# [Requisitos de la tarea]
Transcribe literalmente el tramo del hilo sobre el leísmo que va de "Porque la versión original la" a "Saludos a tod@s.".

1: No, (a ella) no la amo, porque (la) amo a Pilar. 
2: No, (a ella) no le amo a ella porque (le) amo a Pilar. 

??

Porque la versión original, si tuviera que opinar, la resolvería así:

¿Amas a Juan? 
1: No, no lo amo, porque amo a Carlos. 
2: No, no le amo a él, porque le amo a Carlos. 

¿Amas a María? 
1: No, no la amo, porque amo a Pilar. 
2: No, no le amo a ella porque le amo a Pilar. 

Me suena redundante "no le amo a él". Pero no sé. ¿Es correcto el orden de la frase?

A ver qué opinan.


----------



## ryba

Anit said:


> De nuevo te llevo la contraria, Ryba. El hecho de que no sea el uso canónico no implica que no sea correcto.


Si me indicas en dónde dije que no era correcto, vuelvo a discutir contigo.


----------



## Anit

Yo ya me estoy liando con tanto "lo,la,le", en serio.

¿Amas a Juan? 
1: No, (a él) no lo amo, porque amo a Carlos. 
2: No, (a él) no le amo, porque le amo a Carlos.  (leísmo aceptado por la Real)... Yo aquí quitaría el segundo "le" porque al referirse a Carlos ya no es necesario el "le" ¿me explico?

¿Amas a María? 
1: No, (a ella) no la amo, porque amo a Pilar. 
2: No, (a ella) no le amo a ella porque le amo a Pilar.  En ésta quitaría el segundo "le", aquí sí que no me parece correcto.

??

Porque la versión original la resolvería así:

¿Amas a Juan? 
1: No, no lo amo, porque amo a Carlos. 
2: No, no le amo a él, porque le amo a Carlos.  Aquí quitaría el segundo "le".

¿Amas a María? 
1: No, no la amo, porque amo a Pilar. 
2: No, no le amo a ella porque le amo a Pilar.  Aquí quitaría el segundo "le" y el "ella"


Bueno me estoy armando ya un lío impresionante.
Saludos a tod@s.


También me suena redundante "no le amo a él". Pero no sé. ¿Es correcto el orden de la frase? Sí a mí también me parece redundante. El orden de la frase para mí es correcto.


----------



## ryba

Gracias, Anit.

Acabo de poner en paréntesis las "segundas" _lo_, _le_,_ la_ porque no me había dado cuenta de que estaban en la frase, las acabo de notar.

Ahora veo que tú incluso las borrarías del todo.

Creo que, efectivamente, en la mayoría de los dialectos no aparecerían, pero en Argentina es corriente oír "la re quiero a mi novia", "¿no lo conocés a Diego?", "sacala a la abuela a bailar" (fuente) y me parece haber leído en el DPD que la RAE no lo censura.


*EDIT:*

¡EUREKA!

*Duplicación de complementos: coaparición del clítico y el complemento tónico.*:

*5.2.b.* (...)

# [Material proporcionado]
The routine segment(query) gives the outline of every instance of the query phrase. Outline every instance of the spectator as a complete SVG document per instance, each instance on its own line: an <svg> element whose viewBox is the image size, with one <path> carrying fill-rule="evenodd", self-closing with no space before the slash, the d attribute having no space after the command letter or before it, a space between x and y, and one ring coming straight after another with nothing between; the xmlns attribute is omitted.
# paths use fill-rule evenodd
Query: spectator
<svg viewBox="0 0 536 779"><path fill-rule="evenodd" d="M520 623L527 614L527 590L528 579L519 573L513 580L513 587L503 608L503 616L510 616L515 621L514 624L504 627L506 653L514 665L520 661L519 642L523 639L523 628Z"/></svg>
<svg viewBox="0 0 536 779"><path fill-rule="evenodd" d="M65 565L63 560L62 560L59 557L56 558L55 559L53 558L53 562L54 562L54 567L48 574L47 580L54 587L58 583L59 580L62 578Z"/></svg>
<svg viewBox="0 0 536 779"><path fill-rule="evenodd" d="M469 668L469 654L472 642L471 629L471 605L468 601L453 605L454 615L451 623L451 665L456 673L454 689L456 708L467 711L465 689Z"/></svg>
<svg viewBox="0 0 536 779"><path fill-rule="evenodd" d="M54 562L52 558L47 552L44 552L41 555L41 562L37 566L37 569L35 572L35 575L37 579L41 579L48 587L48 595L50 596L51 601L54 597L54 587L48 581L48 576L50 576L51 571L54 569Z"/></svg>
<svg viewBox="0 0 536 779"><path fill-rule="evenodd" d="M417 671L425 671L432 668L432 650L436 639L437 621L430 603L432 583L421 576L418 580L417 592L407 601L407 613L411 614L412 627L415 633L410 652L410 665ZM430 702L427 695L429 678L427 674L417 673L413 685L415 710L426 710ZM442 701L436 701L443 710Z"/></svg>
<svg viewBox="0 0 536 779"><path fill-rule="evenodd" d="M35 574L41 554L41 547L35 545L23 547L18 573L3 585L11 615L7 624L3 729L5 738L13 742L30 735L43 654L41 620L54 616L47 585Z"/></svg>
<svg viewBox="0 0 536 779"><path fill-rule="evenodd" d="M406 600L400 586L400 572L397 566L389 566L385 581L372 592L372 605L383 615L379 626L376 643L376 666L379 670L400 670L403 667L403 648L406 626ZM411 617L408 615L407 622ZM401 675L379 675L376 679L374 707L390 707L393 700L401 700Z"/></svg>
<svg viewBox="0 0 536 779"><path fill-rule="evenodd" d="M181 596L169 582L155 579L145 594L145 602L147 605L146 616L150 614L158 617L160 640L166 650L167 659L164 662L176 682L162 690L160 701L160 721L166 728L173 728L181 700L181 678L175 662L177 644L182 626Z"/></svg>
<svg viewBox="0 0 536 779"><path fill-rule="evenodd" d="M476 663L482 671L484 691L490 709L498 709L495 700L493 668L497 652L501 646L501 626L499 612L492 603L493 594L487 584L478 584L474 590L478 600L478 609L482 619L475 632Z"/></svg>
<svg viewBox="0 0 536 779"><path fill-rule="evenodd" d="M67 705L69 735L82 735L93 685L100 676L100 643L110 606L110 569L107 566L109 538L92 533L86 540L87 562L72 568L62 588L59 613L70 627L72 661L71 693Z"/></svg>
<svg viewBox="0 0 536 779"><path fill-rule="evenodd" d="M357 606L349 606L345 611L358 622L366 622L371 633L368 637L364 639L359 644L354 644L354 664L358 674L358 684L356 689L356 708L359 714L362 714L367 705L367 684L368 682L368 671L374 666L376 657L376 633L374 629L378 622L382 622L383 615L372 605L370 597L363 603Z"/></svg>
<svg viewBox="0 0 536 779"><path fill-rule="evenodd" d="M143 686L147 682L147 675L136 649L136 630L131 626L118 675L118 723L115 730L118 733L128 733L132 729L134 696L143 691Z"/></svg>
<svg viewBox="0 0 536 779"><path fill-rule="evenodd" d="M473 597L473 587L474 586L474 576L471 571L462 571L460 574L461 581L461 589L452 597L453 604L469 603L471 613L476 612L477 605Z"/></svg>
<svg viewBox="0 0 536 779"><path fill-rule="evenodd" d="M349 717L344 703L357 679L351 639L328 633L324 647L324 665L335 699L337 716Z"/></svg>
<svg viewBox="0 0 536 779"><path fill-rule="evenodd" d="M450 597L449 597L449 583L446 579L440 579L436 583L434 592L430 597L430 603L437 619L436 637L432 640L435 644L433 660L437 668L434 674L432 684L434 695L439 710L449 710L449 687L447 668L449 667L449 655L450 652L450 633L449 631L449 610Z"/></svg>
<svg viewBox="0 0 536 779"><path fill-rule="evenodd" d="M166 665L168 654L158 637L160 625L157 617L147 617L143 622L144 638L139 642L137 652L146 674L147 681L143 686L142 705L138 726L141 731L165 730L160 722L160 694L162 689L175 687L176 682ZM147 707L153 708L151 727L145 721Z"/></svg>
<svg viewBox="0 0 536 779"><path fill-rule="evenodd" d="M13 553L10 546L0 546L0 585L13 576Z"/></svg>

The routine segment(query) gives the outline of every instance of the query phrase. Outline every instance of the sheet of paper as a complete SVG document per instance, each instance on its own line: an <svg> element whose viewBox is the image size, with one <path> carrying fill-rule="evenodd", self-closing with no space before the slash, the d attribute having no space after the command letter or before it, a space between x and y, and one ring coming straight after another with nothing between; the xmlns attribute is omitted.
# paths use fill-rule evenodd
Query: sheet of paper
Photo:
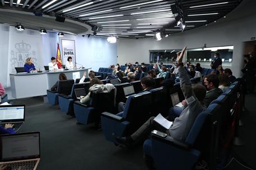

# [Solución redactada]
Porque la versión original la resolvería así:

¿Amas a Juan? 
1: No, no lo amo, porque amo a Carlos. 
2: No, no le amo a él, porque le amo a Carlos.  Aquí quitaría el segundo "le".

¿Amas a María? 
1: No, no la amo, porque amo a Pilar. 
2: No, no le amo a ella porque le amo a Pilar.  Aquí quitaría el segundo "le" y el "ella"


Bueno me estoy armando ya un lío impresionante.
Saludos a tod@s.